(What is expected) Please rewrite everything from the start of the rows down to the line containing "105L219 97L215 118L244", changing every "rough mask" to "coarse mask" and leaving all else unchanged. Give only those lines.

Provided information Start Marker

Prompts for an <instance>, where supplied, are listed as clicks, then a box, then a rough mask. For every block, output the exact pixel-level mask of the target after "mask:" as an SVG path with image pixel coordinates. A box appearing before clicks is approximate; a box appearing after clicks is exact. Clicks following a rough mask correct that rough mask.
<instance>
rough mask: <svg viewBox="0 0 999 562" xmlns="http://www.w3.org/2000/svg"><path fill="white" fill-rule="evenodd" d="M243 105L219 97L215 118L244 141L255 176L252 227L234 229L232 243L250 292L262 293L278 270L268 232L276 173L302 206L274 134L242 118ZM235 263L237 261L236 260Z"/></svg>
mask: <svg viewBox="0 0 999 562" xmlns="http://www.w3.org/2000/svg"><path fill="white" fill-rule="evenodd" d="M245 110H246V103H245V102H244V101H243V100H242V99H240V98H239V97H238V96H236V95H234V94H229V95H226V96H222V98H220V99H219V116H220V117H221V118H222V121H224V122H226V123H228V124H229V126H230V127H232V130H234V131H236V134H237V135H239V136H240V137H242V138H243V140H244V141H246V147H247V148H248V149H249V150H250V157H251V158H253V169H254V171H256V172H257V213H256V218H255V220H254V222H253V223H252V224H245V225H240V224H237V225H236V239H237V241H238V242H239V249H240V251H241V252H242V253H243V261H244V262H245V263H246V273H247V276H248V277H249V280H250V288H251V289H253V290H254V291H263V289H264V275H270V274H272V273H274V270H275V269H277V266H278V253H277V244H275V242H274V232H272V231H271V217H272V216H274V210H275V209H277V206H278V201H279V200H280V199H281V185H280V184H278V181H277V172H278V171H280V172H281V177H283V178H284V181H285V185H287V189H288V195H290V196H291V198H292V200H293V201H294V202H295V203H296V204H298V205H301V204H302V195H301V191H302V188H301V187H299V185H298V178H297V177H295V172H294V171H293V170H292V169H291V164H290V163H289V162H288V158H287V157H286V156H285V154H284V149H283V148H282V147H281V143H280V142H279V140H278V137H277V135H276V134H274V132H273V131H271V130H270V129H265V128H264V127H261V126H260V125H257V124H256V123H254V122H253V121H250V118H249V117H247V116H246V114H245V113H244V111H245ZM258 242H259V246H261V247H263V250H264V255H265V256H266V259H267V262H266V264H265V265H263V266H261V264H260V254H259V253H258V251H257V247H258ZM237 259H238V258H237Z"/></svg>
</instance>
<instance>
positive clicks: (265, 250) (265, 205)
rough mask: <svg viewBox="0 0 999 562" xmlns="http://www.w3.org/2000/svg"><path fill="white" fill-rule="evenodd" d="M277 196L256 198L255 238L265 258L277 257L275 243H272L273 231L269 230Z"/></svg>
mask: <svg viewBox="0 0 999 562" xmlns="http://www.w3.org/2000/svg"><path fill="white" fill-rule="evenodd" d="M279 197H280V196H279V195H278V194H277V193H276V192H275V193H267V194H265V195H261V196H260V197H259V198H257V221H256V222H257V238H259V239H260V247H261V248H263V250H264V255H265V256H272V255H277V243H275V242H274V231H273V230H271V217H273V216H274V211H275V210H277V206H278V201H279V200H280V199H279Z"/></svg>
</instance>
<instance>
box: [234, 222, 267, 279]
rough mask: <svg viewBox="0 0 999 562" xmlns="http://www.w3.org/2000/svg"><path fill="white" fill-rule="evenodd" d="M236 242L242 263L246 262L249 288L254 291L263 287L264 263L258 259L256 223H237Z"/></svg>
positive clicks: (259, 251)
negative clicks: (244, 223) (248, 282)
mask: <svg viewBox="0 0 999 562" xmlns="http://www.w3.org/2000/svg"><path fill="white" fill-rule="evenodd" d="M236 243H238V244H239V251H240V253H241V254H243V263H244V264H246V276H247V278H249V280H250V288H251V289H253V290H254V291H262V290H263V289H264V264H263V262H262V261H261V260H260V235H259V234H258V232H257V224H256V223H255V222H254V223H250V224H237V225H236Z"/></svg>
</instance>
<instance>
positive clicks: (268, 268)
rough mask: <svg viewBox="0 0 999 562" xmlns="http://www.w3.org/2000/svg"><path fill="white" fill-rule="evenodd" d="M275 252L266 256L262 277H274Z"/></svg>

Provided information End Marker

(The answer)
Prompts for an <instance>, where supplied, are listed as clicks, then a box, then a coarse mask. For every block, output the exact pixel-level mask of the target after "mask:" as an SVG path with image pixel coordinates. A box appearing before clicks is approximate; a box appearing after clicks is exact. Clicks following a coarse mask correct that coarse mask.
<instance>
coarse mask: <svg viewBox="0 0 999 562" xmlns="http://www.w3.org/2000/svg"><path fill="white" fill-rule="evenodd" d="M243 105L219 97L215 118L244 141L255 176L252 227L234 229L232 243L250 292L262 293L278 270L268 232L276 173L302 206L274 134L242 118ZM235 263L237 261L236 260Z"/></svg>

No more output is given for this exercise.